In all of the data below, substitute "outline" for every occurrence of "segmentation" and reproduce the lines with nothing else changed. Leave the pictures out of your answer.

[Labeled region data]
** START **
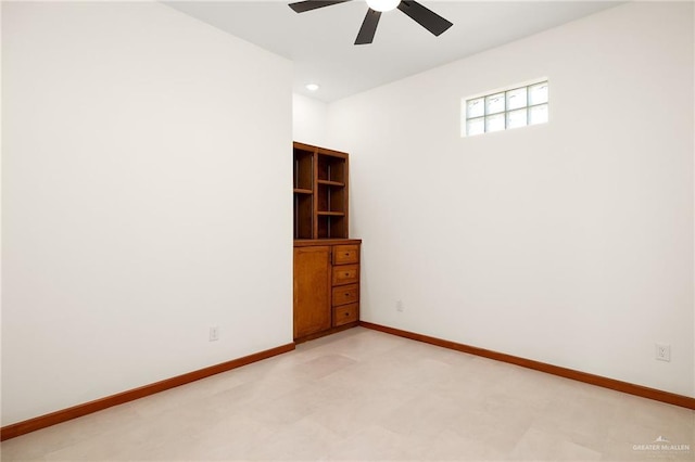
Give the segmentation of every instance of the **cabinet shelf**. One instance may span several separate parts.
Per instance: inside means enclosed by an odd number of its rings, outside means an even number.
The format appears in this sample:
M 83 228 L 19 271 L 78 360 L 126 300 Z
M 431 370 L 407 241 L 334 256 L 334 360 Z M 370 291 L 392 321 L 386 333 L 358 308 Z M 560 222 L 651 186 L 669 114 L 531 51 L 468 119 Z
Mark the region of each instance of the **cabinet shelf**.
M 326 184 L 329 187 L 339 187 L 339 188 L 344 188 L 345 183 L 341 182 L 341 181 L 331 181 L 331 180 L 317 180 L 316 181 L 318 184 Z
M 294 239 L 346 239 L 348 153 L 293 143 Z

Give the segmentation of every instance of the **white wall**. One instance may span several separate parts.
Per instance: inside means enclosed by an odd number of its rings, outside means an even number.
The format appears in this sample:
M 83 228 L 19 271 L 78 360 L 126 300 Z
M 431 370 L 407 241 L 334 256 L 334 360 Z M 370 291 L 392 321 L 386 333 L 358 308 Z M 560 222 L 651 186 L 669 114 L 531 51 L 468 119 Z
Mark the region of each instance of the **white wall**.
M 2 424 L 291 343 L 291 63 L 159 3 L 2 9 Z
M 326 146 L 328 104 L 302 94 L 292 94 L 292 136 L 294 141 Z
M 333 103 L 363 320 L 695 396 L 693 40 L 692 3 L 629 3 Z M 459 137 L 539 77 L 549 124 Z

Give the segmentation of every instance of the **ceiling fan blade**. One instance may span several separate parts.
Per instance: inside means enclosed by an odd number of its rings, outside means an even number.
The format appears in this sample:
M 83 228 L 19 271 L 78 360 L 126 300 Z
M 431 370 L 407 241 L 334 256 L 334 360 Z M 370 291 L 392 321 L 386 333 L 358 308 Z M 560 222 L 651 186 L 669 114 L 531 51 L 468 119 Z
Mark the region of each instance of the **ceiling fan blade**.
M 377 33 L 379 17 L 381 17 L 380 11 L 375 11 L 372 9 L 369 9 L 369 11 L 367 11 L 365 21 L 363 21 L 359 33 L 357 34 L 357 39 L 355 39 L 355 44 L 371 43 L 371 41 L 374 40 L 374 35 Z
M 425 8 L 413 0 L 403 0 L 399 3 L 399 10 L 410 16 L 420 26 L 425 27 L 435 36 L 441 35 L 444 30 L 454 25 L 434 13 L 432 10 Z
M 331 4 L 345 3 L 350 0 L 306 0 L 290 3 L 289 7 L 298 13 L 316 10 L 318 8 L 330 7 Z

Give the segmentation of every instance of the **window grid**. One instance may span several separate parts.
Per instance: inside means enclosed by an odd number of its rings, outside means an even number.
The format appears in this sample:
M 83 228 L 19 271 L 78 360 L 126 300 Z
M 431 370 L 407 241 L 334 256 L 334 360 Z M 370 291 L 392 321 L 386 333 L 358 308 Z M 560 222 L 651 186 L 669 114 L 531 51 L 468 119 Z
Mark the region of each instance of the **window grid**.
** END **
- _EXERCISE OUTPUT_
Give the outline of every instance of the **cabinet shelf**. One instance may span several separate parts.
Per instance: inside means enclosed by an odd number of its rings, outside means an even number.
The format appears in this sample:
M 83 228 L 19 271 L 78 360 L 126 300 Z
M 431 370 L 407 241 L 334 256 L 334 360 Z M 370 291 L 392 321 L 386 333 L 358 308 Z M 560 222 L 651 186 L 669 114 L 531 51 L 468 119 Z
Mark the region of each instance of the **cabinet shelf**.
M 326 184 L 329 187 L 339 187 L 339 188 L 344 188 L 345 183 L 341 182 L 341 181 L 331 181 L 331 180 L 317 180 L 316 181 L 318 184 Z
M 294 239 L 346 239 L 348 153 L 293 143 Z

Give the outline of every instance of the **white wall**. One instance may span several separate parts.
Per instance: inside means enclosed by an odd number of its rings, outside means an even number.
The format appears in this sample:
M 83 228 L 19 271 L 78 360 L 126 300 Z
M 431 370 L 407 241 L 334 256 L 334 360 Z M 370 291 L 392 321 L 386 333 L 358 308 Z M 560 222 L 651 186 L 669 114 L 531 51 L 468 119 Z
Mark the region of each instance of the **white wall**.
M 2 424 L 291 343 L 291 63 L 159 3 L 2 9 Z
M 326 146 L 328 104 L 302 94 L 292 94 L 292 136 L 294 141 Z
M 333 103 L 363 320 L 695 396 L 693 40 L 692 3 L 629 3 Z M 459 137 L 539 77 L 549 124 Z

Give the outline of every instance of the **ceiling fan blade**. One instance may span several separate parts.
Per instance: inside means enclosed by an odd number of its rings, outside means an even number.
The format appears in this sample:
M 83 228 L 19 271 L 78 360 L 126 300 Z
M 431 370 L 407 241 L 334 256 L 334 360 Z M 370 291 L 392 321 L 386 333 L 358 308 Z M 560 222 L 651 186 L 669 114 L 531 51 L 468 119 Z
Mark the region of each instance of the **ceiling fan blade**.
M 377 33 L 379 17 L 381 17 L 380 11 L 375 11 L 372 9 L 369 9 L 369 11 L 367 11 L 365 21 L 363 21 L 359 33 L 357 34 L 357 39 L 355 39 L 355 44 L 371 43 L 371 41 L 374 40 L 374 35 Z
M 425 8 L 413 0 L 403 0 L 399 3 L 399 10 L 410 16 L 420 26 L 425 27 L 435 36 L 441 35 L 444 30 L 454 25 L 434 13 L 432 10 Z
M 331 4 L 345 3 L 350 0 L 306 0 L 290 3 L 289 7 L 298 13 L 316 10 L 318 8 L 330 7 Z

Give the outline of every instance of the **window grid**. One instance may span several separate parts.
Per instance: inside means enclosed by an odd number of its rings, outside means an even number.
The format appears in this sample:
M 83 228 L 19 271 L 78 360 L 126 300 Z
M 431 370 L 407 241 L 334 256 L 334 360 Z M 370 291 L 392 321 L 386 333 L 358 308 Z M 560 222 L 651 186 L 669 114 L 531 51 L 468 119 Z
Mark the region of each instance of the **window grid**.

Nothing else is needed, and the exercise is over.